=== What the task requires ===
Output, as a Markdown table with columns "Index" and "Content", every line of the records below from the line containing "Keypoint placement: for each instance of the blue jersey, put" through the end of the records, both ends inclusive. Number the lines consecutively and omit blank lines.

=== Provided data ===
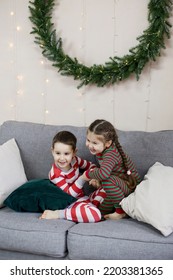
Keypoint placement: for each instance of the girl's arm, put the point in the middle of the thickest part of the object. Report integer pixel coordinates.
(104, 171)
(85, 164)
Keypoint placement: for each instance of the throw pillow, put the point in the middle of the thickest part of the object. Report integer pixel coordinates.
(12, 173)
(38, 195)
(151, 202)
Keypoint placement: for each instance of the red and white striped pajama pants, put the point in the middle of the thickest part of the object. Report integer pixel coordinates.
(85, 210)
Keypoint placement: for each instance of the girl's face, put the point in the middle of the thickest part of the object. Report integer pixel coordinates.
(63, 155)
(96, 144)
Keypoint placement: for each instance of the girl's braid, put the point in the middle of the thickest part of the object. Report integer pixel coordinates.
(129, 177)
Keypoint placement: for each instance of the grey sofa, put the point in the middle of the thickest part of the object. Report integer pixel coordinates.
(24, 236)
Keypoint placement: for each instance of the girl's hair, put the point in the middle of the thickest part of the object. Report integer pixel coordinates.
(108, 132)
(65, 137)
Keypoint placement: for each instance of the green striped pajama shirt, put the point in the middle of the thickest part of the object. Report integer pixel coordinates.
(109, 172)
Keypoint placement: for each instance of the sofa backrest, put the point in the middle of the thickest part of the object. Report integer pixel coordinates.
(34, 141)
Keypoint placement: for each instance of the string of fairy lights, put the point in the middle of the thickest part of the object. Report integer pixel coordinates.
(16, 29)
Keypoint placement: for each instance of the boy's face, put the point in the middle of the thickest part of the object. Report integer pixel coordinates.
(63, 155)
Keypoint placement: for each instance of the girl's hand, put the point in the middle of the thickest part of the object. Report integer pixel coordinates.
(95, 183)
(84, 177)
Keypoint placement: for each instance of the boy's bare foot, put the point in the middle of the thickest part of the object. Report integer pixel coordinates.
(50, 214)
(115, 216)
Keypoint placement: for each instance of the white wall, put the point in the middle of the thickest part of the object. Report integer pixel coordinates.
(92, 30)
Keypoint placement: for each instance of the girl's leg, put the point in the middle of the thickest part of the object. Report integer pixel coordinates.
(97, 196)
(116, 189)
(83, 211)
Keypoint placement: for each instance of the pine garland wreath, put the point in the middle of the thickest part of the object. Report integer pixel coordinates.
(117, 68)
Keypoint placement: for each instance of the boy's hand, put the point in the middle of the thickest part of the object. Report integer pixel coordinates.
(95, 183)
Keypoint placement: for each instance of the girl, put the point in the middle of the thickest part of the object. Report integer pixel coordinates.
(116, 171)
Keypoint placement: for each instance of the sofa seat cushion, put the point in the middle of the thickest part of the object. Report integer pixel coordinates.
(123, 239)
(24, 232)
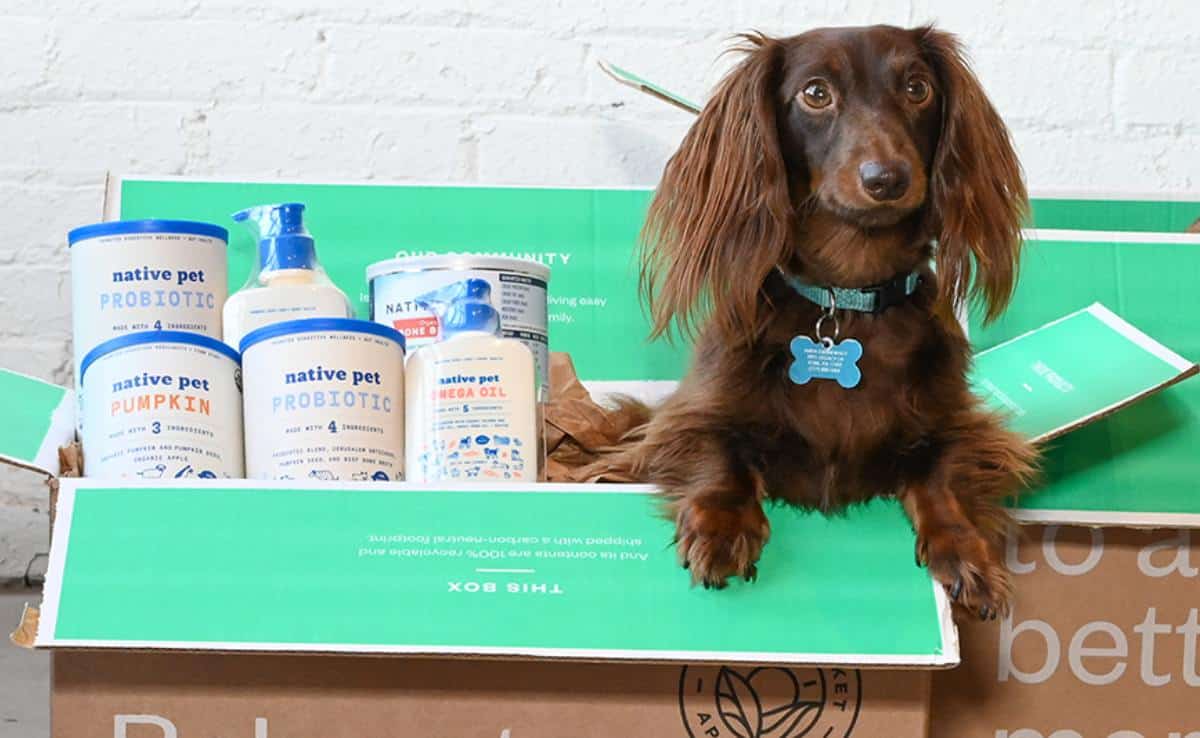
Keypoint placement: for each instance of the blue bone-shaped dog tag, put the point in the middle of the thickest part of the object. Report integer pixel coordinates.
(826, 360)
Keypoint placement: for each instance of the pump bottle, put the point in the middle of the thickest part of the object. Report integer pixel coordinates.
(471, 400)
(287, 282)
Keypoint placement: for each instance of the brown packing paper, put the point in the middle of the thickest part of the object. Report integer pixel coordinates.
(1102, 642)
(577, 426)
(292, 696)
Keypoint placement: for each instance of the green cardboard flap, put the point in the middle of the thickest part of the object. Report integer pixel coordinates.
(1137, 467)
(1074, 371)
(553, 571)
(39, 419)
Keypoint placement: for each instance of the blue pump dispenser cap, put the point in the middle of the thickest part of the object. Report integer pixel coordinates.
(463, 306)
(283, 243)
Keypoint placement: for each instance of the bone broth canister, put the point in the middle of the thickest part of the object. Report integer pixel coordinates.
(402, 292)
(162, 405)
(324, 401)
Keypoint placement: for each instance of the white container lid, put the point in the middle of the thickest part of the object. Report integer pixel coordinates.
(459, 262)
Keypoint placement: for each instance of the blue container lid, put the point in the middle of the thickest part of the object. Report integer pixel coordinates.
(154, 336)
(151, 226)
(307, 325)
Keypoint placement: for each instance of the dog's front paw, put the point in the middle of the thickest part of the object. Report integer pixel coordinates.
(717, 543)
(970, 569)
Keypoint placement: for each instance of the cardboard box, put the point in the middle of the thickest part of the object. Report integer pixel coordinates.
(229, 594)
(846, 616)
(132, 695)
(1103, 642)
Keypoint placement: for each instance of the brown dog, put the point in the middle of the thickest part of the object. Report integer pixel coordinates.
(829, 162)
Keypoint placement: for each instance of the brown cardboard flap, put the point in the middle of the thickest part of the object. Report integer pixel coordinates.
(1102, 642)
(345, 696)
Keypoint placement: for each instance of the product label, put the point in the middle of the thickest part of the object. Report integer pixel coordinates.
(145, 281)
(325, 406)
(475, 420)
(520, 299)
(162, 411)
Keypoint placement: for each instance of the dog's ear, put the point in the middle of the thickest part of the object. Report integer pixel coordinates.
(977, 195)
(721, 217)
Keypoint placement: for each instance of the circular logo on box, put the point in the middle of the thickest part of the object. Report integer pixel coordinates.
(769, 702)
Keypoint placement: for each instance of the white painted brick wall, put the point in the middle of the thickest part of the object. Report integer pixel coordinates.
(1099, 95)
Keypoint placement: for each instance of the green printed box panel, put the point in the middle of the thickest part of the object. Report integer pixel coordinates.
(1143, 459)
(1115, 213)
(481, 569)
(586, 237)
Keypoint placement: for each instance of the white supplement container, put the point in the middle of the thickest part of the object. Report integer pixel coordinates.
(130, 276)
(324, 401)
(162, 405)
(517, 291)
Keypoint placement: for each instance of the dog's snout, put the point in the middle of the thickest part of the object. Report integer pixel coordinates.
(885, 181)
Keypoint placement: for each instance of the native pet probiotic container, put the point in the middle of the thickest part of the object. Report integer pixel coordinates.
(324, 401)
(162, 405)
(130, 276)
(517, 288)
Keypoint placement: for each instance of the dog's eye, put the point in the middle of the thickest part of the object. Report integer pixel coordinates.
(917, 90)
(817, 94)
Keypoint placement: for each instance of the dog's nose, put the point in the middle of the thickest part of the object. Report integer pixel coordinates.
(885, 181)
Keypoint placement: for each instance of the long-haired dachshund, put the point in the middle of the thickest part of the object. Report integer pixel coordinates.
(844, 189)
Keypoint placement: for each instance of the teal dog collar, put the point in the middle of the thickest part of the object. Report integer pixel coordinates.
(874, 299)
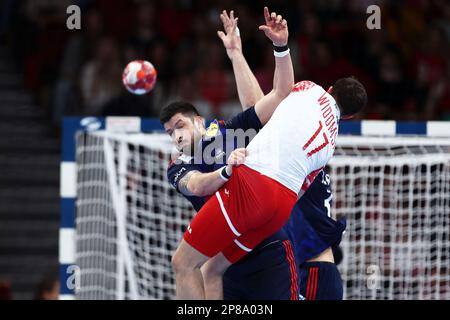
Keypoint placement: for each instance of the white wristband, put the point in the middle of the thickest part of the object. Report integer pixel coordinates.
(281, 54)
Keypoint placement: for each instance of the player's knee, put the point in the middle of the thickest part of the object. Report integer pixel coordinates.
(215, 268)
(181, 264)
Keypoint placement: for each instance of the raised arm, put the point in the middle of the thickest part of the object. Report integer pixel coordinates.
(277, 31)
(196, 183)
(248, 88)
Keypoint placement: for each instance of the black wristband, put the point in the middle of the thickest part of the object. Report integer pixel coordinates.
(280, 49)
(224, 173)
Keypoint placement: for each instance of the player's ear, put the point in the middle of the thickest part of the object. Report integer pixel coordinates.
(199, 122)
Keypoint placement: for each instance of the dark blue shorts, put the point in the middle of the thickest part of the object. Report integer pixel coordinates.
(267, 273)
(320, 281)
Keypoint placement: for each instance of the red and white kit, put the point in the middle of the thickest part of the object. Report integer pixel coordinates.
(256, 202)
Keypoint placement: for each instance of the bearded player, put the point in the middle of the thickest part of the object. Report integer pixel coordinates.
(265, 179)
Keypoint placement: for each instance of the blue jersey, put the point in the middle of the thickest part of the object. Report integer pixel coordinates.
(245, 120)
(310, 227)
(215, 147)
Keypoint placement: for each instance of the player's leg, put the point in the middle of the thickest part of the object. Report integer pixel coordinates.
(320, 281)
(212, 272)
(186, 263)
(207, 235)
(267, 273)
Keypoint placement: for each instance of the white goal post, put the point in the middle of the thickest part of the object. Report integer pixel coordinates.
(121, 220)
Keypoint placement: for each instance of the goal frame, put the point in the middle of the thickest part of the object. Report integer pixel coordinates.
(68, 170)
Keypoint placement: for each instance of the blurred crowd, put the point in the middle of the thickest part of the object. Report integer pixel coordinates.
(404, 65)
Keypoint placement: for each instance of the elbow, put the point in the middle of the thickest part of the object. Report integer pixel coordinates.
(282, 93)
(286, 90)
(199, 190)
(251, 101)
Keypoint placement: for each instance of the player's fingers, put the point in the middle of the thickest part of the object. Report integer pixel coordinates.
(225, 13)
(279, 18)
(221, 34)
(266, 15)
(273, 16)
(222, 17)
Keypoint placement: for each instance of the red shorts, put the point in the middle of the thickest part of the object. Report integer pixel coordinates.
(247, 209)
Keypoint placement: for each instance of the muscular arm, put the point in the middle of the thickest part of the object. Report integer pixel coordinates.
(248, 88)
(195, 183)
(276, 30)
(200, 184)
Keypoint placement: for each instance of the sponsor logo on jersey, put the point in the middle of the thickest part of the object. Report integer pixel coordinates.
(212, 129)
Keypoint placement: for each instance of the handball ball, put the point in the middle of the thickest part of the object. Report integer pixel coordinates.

=== Expected answer ===
| Index | Content |
|---|---|
| 1 | Keypoint placement: for each instance of the blue jersey, put the point in the middle of the thickest part of the object. Report integer pixel coordinates. |
| 2 | (245, 120) |
| 3 | (310, 227) |
| 4 | (215, 147) |
| 5 | Keypoint placement: for each instance of the player's leg, put the point in the middle of the thickest part of the object. Report integer pixel coordinates. |
| 6 | (320, 281) |
| 7 | (212, 272) |
| 8 | (186, 263) |
| 9 | (207, 235) |
| 10 | (267, 273) |
| 11 | Keypoint placement: for each instance of the white goal post, put the point in the middle of the thickest part of the object. Report integer pixel coordinates. |
| 12 | (121, 220) |
| 13 | Keypoint placement: for each instance of the goal frame, put the point in the middle of the thickest part of the object. Report integer pixel coordinates. |
| 14 | (68, 170) |
| 15 | Keypoint placement: for each instance of the blurred crowd, put the point in the middle of the thickest part of the object. Report integer pixel coordinates. |
| 16 | (404, 65) |
| 17 | Keypoint placement: for each instance of the elbow, put the point in the middle of the thickest part of the object. Report integer pixel coordinates. |
| 18 | (282, 93) |
| 19 | (286, 90) |
| 20 | (199, 190) |
| 21 | (251, 101) |
| 22 | Keypoint placement: for each instance of the player's fingers, put the point in the middle of the thickest part of the object. Report integer pixel coordinates. |
| 23 | (225, 13) |
| 24 | (279, 18) |
| 25 | (221, 34) |
| 26 | (266, 15) |
| 27 | (273, 16) |
| 28 | (222, 17) |
| 29 | Keypoint placement: for each instance of the red shorts, put the point in the middle of the thickest part of the object. Report integer pixel coordinates. |
| 30 | (247, 209) |
| 31 | Keypoint placement: for each instance of the muscular arm, put the point in the middle of the thickest part of the object. Report integer pixel coordinates. |
| 32 | (248, 88) |
| 33 | (195, 183) |
| 34 | (276, 30) |
| 35 | (200, 184) |
| 36 | Keypoint placement: for each instance of the sponsor logo on jersey, put the point in the middle of the thickest part of the object. Report integer pixel coordinates. |
| 37 | (212, 129) |
| 38 | Keypoint placement: for each instance of the handball ball, put the point in the middle of the thickest part of the object. Report integer pixel coordinates. |